> _TASK DIRECTIONS_: Repeat only the lines below from the one containing "hey so can you find the fjord" through the one containing "hey so can you find the snow streak", inclusive, exactly as written.
* * *
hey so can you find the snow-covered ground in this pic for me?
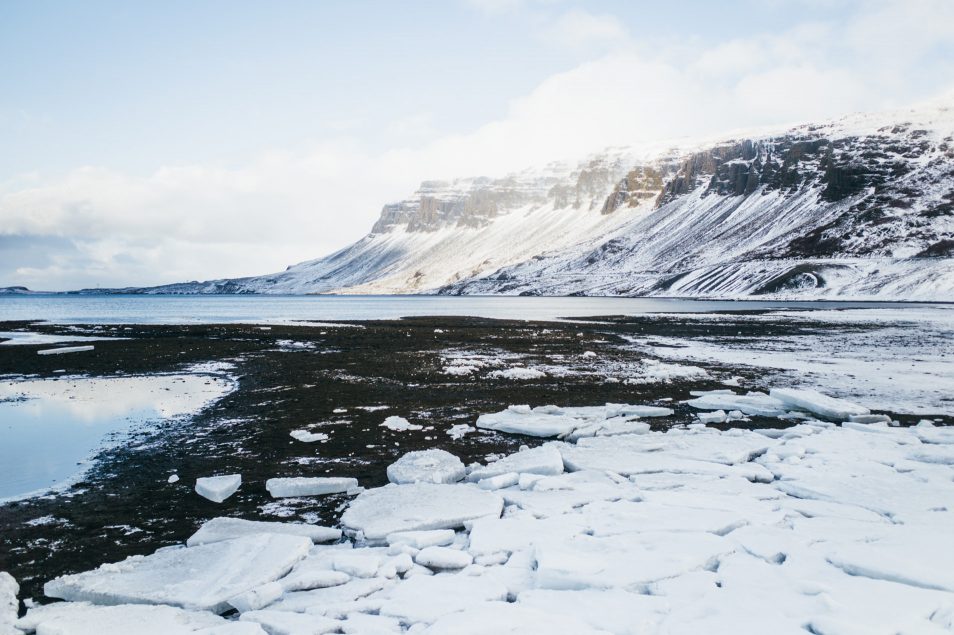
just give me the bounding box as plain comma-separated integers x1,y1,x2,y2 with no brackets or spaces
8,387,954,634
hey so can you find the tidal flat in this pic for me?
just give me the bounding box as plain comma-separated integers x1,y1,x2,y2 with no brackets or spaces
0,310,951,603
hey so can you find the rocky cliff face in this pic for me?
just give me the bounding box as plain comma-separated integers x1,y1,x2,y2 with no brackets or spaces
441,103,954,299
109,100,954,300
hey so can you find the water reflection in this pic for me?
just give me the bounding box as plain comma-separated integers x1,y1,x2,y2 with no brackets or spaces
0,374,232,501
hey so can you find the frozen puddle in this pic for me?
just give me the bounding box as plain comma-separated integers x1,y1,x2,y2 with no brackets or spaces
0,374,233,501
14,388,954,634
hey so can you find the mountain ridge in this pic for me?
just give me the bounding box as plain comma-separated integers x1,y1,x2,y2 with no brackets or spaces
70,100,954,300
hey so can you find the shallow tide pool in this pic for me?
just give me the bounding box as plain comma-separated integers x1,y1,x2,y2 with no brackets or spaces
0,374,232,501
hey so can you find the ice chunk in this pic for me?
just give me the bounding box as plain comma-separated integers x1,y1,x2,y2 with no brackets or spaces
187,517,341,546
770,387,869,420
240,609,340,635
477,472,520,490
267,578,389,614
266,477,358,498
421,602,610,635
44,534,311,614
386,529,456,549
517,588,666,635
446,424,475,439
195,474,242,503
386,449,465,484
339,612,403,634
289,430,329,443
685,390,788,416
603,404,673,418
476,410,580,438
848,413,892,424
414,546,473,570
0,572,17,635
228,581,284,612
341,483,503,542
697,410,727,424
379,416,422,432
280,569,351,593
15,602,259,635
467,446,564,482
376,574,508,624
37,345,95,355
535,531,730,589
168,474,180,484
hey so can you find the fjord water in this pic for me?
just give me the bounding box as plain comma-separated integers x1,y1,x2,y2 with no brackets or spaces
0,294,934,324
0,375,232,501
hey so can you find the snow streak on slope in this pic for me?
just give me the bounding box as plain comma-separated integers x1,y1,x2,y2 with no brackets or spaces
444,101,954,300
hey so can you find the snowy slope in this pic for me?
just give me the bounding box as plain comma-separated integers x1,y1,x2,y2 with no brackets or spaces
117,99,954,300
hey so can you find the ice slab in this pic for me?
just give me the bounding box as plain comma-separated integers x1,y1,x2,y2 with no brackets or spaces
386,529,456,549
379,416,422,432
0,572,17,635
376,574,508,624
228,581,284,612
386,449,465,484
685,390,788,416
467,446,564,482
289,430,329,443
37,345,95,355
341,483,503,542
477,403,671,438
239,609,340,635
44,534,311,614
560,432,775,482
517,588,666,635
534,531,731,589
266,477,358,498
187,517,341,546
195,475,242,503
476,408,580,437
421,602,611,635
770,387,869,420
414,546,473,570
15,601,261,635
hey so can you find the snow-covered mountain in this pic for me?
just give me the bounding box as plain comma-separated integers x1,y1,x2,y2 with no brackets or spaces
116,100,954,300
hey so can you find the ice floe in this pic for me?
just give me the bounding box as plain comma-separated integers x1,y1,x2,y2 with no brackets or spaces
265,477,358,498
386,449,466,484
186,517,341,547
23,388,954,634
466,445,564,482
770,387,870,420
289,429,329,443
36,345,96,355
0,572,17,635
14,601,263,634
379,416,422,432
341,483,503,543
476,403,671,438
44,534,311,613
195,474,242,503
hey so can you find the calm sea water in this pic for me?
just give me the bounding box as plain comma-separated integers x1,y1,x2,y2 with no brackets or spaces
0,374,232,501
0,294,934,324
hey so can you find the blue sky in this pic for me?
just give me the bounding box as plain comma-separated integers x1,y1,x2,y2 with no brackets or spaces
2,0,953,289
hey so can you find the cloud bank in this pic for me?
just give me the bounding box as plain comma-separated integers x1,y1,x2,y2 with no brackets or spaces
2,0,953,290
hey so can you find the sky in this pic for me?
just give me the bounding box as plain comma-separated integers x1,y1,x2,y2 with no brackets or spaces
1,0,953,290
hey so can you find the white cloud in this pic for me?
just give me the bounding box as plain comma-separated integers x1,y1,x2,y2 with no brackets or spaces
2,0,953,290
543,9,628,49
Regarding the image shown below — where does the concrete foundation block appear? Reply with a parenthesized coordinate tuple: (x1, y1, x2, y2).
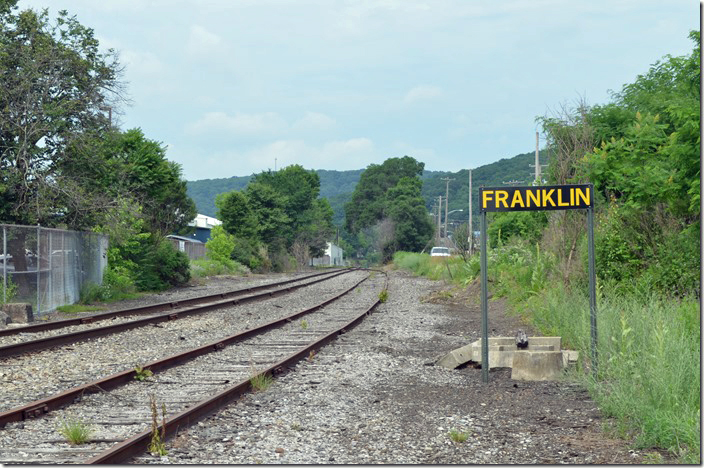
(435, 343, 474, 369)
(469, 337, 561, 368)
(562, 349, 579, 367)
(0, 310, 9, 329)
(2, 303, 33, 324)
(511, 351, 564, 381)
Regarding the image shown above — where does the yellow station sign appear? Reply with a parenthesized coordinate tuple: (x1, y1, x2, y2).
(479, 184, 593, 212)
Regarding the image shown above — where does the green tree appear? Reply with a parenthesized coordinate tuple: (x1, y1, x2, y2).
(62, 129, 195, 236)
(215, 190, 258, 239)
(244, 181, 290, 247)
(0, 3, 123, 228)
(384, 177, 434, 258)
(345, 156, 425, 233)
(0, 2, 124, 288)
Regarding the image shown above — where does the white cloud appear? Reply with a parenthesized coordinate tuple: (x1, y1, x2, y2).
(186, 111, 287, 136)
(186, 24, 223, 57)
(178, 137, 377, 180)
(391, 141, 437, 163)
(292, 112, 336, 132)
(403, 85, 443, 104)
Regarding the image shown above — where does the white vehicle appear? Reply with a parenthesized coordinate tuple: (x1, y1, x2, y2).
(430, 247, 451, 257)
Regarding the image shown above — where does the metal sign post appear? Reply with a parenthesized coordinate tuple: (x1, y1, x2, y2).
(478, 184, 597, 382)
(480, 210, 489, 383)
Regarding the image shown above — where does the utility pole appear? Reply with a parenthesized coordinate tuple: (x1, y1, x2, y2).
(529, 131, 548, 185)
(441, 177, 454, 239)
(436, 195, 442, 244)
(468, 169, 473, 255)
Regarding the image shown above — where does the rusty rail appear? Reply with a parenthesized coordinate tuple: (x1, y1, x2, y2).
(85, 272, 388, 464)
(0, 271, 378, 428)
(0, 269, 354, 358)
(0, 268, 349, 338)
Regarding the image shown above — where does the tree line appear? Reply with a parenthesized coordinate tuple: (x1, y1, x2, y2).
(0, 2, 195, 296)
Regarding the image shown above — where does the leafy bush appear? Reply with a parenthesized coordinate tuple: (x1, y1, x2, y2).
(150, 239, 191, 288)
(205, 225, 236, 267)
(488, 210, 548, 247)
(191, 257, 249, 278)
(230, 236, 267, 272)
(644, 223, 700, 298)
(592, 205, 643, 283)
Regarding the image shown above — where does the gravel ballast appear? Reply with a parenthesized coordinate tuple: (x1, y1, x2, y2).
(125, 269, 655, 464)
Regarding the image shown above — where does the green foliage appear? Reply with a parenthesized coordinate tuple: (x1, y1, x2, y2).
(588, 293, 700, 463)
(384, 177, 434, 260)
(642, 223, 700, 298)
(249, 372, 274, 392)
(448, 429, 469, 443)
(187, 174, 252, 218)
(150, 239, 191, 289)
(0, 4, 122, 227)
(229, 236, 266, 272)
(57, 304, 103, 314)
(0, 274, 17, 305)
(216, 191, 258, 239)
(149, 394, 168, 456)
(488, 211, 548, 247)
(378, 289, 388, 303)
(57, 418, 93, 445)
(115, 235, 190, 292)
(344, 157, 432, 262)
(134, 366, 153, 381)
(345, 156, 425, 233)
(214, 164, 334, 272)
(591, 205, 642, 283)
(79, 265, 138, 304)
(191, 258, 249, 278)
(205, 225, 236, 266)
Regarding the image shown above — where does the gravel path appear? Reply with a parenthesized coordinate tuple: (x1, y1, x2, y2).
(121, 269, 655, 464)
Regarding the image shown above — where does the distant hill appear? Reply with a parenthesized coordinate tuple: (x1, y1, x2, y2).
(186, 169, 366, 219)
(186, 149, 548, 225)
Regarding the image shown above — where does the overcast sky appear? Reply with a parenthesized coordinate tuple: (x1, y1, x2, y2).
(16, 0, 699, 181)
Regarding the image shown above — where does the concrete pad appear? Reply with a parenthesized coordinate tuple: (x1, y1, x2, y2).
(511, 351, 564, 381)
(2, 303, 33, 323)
* * *
> _SOLUTION FOR THIS TASK_:
hey so can you find the fjord water in this pic for me?
just give me the bounding box as plain comma-separated integers x1,y1,x2,y2 with no brackets or spaces
0,294,934,324
0,375,232,501
hey so can you find the snow streak on slope in this pic for me?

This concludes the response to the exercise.